**WHAT NEEDS TO BE DONE:** Gather every line from the entries below that includes "hazy".

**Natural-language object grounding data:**

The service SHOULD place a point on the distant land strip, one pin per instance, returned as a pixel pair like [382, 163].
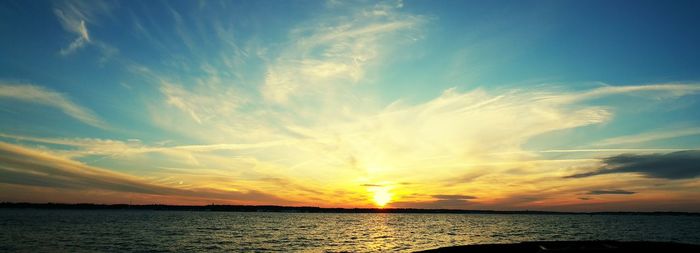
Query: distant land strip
[298, 209]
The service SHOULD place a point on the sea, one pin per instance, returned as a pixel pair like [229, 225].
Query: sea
[36, 230]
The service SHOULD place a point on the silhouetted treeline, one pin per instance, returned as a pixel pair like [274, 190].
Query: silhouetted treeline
[299, 209]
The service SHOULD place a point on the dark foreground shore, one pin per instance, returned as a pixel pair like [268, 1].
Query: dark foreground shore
[303, 209]
[574, 246]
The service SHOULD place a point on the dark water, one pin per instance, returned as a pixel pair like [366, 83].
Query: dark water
[172, 231]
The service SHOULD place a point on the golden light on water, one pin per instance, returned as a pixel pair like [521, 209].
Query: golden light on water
[382, 196]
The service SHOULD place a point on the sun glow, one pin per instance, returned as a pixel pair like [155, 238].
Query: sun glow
[382, 196]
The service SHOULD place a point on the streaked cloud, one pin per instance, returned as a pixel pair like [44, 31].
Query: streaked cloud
[332, 52]
[32, 168]
[39, 95]
[649, 137]
[675, 165]
[609, 192]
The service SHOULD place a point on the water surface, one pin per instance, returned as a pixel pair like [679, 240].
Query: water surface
[182, 231]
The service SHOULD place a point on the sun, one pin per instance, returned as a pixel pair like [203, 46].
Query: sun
[381, 196]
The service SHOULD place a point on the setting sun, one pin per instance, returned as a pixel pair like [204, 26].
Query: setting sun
[381, 196]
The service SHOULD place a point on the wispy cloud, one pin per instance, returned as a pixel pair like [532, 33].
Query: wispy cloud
[39, 95]
[32, 168]
[332, 52]
[649, 137]
[74, 17]
[610, 192]
[675, 165]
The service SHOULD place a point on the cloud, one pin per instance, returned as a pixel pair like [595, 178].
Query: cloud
[648, 137]
[453, 197]
[329, 53]
[39, 95]
[608, 192]
[675, 165]
[440, 202]
[74, 17]
[33, 168]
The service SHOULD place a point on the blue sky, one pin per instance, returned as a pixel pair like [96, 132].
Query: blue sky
[334, 102]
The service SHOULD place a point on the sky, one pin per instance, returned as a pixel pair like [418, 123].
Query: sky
[499, 105]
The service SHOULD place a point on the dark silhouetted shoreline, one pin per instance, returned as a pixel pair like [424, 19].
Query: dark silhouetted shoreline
[299, 209]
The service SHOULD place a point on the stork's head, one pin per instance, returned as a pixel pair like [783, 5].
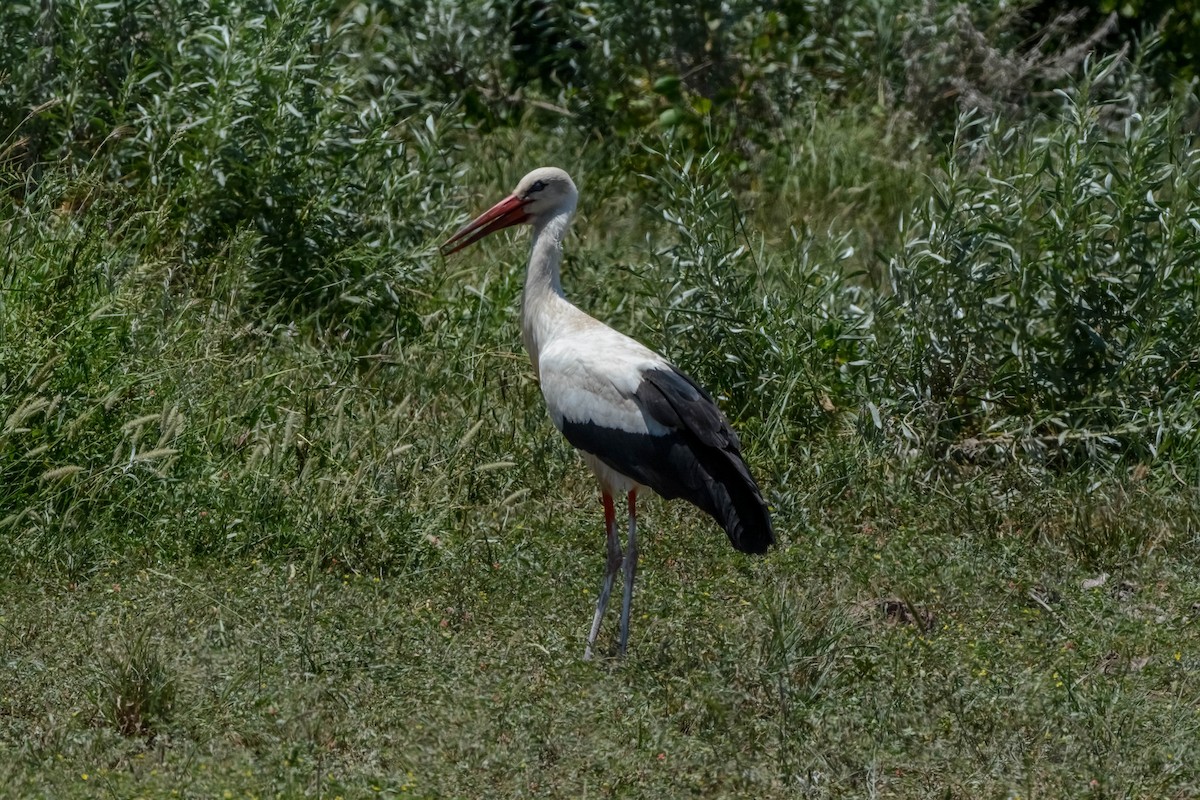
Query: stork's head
[543, 193]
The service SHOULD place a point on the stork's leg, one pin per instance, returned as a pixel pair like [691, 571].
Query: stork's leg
[630, 570]
[610, 523]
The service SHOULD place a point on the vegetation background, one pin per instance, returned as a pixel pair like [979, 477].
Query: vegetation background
[281, 513]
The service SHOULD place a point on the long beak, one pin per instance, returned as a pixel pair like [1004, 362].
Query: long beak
[509, 211]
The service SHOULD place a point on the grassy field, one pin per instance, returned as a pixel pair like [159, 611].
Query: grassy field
[282, 513]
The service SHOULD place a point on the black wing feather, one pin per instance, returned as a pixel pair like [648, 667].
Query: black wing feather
[700, 459]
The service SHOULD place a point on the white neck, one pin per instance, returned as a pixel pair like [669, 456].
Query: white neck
[543, 302]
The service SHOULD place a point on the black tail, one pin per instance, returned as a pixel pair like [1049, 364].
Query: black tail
[730, 494]
[697, 458]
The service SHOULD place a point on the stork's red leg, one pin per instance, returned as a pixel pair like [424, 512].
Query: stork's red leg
[630, 570]
[610, 523]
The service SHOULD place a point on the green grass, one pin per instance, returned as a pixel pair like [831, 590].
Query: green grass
[1025, 673]
[281, 511]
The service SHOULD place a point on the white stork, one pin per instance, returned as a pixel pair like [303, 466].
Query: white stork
[637, 421]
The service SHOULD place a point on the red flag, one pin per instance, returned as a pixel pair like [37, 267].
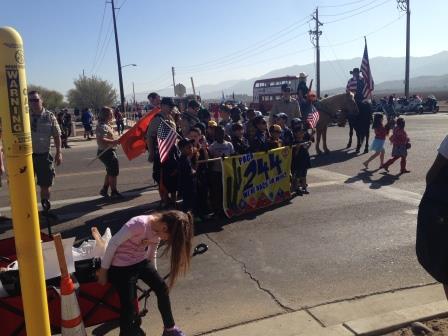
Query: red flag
[366, 73]
[133, 141]
[313, 117]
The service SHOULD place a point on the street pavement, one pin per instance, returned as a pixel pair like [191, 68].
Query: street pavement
[352, 237]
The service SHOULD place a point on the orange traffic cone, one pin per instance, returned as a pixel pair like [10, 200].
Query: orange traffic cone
[71, 320]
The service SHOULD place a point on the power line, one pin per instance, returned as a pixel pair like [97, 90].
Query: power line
[244, 57]
[122, 4]
[361, 12]
[362, 36]
[283, 32]
[352, 10]
[99, 37]
[343, 5]
[104, 48]
[342, 72]
[254, 63]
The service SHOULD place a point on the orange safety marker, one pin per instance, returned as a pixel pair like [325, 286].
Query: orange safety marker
[71, 319]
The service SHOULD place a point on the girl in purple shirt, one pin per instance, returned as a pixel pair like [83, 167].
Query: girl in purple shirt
[131, 255]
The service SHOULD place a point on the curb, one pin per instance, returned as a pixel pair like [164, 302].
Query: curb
[383, 323]
[308, 323]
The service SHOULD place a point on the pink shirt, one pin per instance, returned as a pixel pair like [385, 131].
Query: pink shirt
[132, 244]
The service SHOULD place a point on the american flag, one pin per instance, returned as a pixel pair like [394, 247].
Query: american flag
[313, 117]
[166, 138]
[366, 74]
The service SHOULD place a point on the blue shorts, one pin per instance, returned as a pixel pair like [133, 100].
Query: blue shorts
[377, 145]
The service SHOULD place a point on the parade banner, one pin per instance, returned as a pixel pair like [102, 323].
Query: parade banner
[256, 180]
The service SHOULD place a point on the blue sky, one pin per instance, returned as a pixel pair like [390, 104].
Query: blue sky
[211, 40]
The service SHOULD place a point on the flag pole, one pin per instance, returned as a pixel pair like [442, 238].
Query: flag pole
[100, 154]
[175, 131]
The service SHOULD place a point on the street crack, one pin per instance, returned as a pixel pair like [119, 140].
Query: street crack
[251, 276]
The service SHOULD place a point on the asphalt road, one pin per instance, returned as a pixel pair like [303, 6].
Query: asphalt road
[352, 236]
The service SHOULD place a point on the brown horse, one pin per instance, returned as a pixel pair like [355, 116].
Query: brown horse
[339, 106]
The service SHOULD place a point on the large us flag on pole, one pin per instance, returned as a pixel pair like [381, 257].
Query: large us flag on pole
[166, 138]
[366, 73]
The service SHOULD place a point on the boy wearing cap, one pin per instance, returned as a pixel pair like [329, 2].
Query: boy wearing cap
[302, 89]
[190, 117]
[166, 110]
[187, 175]
[286, 136]
[287, 105]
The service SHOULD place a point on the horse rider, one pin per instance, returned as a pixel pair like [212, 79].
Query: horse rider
[356, 85]
[302, 88]
[286, 104]
[362, 122]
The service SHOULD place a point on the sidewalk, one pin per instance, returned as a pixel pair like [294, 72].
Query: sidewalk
[371, 315]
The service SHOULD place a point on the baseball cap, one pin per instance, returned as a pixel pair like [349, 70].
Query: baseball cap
[167, 101]
[285, 88]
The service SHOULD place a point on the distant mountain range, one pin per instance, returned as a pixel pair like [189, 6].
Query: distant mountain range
[427, 73]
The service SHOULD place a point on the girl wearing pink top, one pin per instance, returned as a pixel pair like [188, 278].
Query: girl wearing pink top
[400, 147]
[131, 255]
[377, 146]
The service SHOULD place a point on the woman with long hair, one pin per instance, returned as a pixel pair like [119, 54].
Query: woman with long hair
[131, 255]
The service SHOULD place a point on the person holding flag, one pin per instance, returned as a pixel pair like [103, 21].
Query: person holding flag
[362, 88]
[165, 115]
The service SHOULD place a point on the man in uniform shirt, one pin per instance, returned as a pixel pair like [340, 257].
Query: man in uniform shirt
[302, 88]
[44, 125]
[356, 85]
[286, 104]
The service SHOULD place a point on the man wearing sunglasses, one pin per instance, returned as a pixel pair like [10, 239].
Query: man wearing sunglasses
[44, 125]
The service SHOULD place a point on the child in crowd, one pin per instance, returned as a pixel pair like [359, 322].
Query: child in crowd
[218, 148]
[301, 161]
[275, 132]
[259, 142]
[210, 132]
[249, 128]
[377, 146]
[286, 136]
[225, 121]
[240, 144]
[187, 182]
[202, 171]
[131, 255]
[400, 147]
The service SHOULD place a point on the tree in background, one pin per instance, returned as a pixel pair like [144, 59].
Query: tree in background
[91, 92]
[52, 99]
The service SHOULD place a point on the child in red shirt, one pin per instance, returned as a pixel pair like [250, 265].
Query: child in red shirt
[400, 147]
[377, 146]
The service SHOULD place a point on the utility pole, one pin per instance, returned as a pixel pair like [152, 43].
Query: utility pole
[117, 47]
[404, 6]
[192, 85]
[174, 82]
[315, 34]
[133, 92]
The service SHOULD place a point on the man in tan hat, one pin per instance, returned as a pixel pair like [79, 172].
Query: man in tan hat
[302, 88]
[286, 104]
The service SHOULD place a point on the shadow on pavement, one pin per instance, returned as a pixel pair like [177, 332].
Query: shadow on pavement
[217, 225]
[366, 177]
[114, 220]
[336, 156]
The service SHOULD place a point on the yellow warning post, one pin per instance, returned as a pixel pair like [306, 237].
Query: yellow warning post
[17, 148]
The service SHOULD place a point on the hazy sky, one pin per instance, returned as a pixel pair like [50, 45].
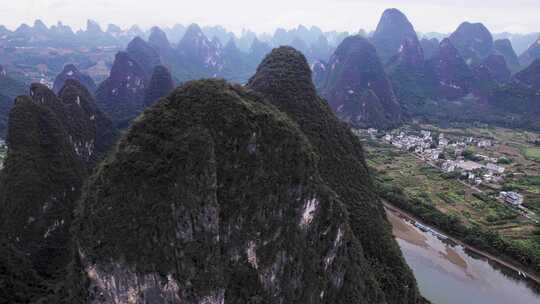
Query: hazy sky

**WRITTEN REPLY:**
The service SHOULD place a point on the hazy sky, one pin per instance, returned as a pixel pair like [50, 45].
Query: hazy sky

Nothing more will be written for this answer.